> **Consigne écrite A**
Pouvez-vous redonner mot pour mot, dans la chronique sur la photographe Flore, le passage allant de « Elle explique à » jusqu'à « dans l'ambiance nécessaire. » ?
> **Consigne écrite B**
Pouvez-vous poursuivre la chronique sur la photographe Flore et Marguerite Duras à partir de sa dernière phrase ?

> **Extrait du document**
42 ème missive - Effeuillage

13/01/2021

L'occasion de parler photographie, ne nous est pas si souvent donnée dans ce monde pourtant saturé d'images. L'autre jour et cela fait plaisir, sur France Culture était invitée une photographe dont le curriculum vitae détaille qu'elle exerce un rayonnement international.

Elle s'appelle simplement "Flore", nom de baptême qui tendrait à nous conduire via Brassens chez François Villon et "Flora la belle romaine".

On s'arrête en chemin pour une Marguerite, et si ça n'est pas l'innocente pâquerette de Brassens, celle qui fit scandale sur l'autel, c'est une autre Marguerite celle qui fit scandale en littérature.

Flore, s'est lancée sur les traces de Marguerite Duras en même temps que sur celles d'une partie de sa propre lignée. Elle a titré le résultat " L'odeur de la nuit était celle du jasmin".

Elle explique à propos de ce titre en répondant à Tewfik Hakem le producteur de l'émission, qu'avec la photographie elle ne peut pas donner l'odeur, qu'elle peut certes éveiller les sens par l'image mais pas celui de l'odeur…Alors dit-elle, la donner en amont, permet de plonger dès le début, le spectateur dans une ambiance.

J'adhère sans réserve à cette idée selon laquelle, un titre joue un rôle de gouvernail et qu'il embarque discrètement les visiteurs dans l'ambiance nécessaire.

Flore sur les traces de Duras est partie en voyage dans le passé pour saisir avec son objectif, l'Indochine d'il y a 100 ans. Mission évidemment impossible que j'avais à mon échelle affrontée voilà une petite dizaine d'années, en Artois où j'étais parti à la recherche des lieux de vie de ma famille maternelle, et précédemment en quête de ma maison natale à Romainville.

> **Données fournies**
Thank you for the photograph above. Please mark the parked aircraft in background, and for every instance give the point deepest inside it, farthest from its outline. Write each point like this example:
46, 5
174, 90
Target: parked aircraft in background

> **Réponse attendue A**
Elle explique à propos de ce titre en répondant à Tewfik Hakem le producteur de l'émission, qu'avec la photographie elle ne peut pas donner l'odeur, qu'elle peut certes éveiller les sens par l'image mais pas celui de l'odeur…Alors dit-elle, la donner en amont, permet de plonger dès le début, le spectateur dans une ambiance.

J'adhère sans réserve à cette idée selon laquelle, un titre joue un rôle de gouvernail et qu'il embarque discrètement les visiteurs dans l'ambiance nécessaire.

> **Réponse attendue B**
Comment faire des images qui auraient dû être prises dans un temps antérieur ?

Flore répond à peu près ceci : " Par la manière dont on les tire…le flou, le noir et blanc. Faire croire… je tire tout moi-même sauf l'héliographique… argentique, pigmentaire…"

Elle évoque ensuite le vide dans ses photos de paysage et l'assimile à une "représentation du silence". Le silence me paraît être en effet un frère du vide… ni l'un ni l'autre n'appartiennent pourtant à la famille du néant, le silence et le vide sont le plus souvent habités.

Ce que j'ai ressenti moi-même en prospectant les temps révolus et que sans doute chaque personne qui va un appareil photo en bandoulière, éprouvera à vouloir observer le passé, est bien exprimé par Flore. Elle dit par exemple que ce qu'elle donne à voir serait des souvenirs qu'elle aurait pu avoir mais qu'en vérité c'est selon son cœur… qu'il est rare que la chose qu'on cherche soit au vrai endroit.

Nous autres photographes sommes-nous légitimes à réinventer ce qui fut mais qui n'est plus et comment réaliser ce miracle ?

Elle cite Eugène Smith, la photo c'est 10% de prise de vue et 90 % de tirage… (aujourd'hui nous parlerions plutôt de post-production).

C'est ainsi, qu'un siècle évaporé peut s'entre-laisser voir et c'est ainsi que par la prestidigitation photographique le temps peut revenir.

Photographier l'Indochine aujourd'hui pour évoquer celle d'il y a cent ans ou photographier le bassin minier aujourd'hui pour tenter de rencontrer celui d'il y a 100 ou 150 ans est une recherche de vérité par essence. Le résultat n'est pas la vérité vraie, il s'agira d'une simulation expérimentale mais ce ne sera pas un mensonge ou un bobard. L'intention est la vérité et en l'absence de possibilité de voyager dans le temps ces photos s'approchent de ce qui a été, elles tendent à la vérité.

La peinture peut être une invention totale, c'est son droit et c'est sa loi mais la photographie à mon sens doit se tenir du côté de la réalité.

Je n'ai pas pu voir pour cause de pandémie, l'exposition des photos de Flore et j'en suis déçu évidemment. Sa démarche cependant me séduit par elle-même. Ce défi et ce besoin d'aller chercher ce qui n'est plus, mais que nous portons en nous, me plait bien.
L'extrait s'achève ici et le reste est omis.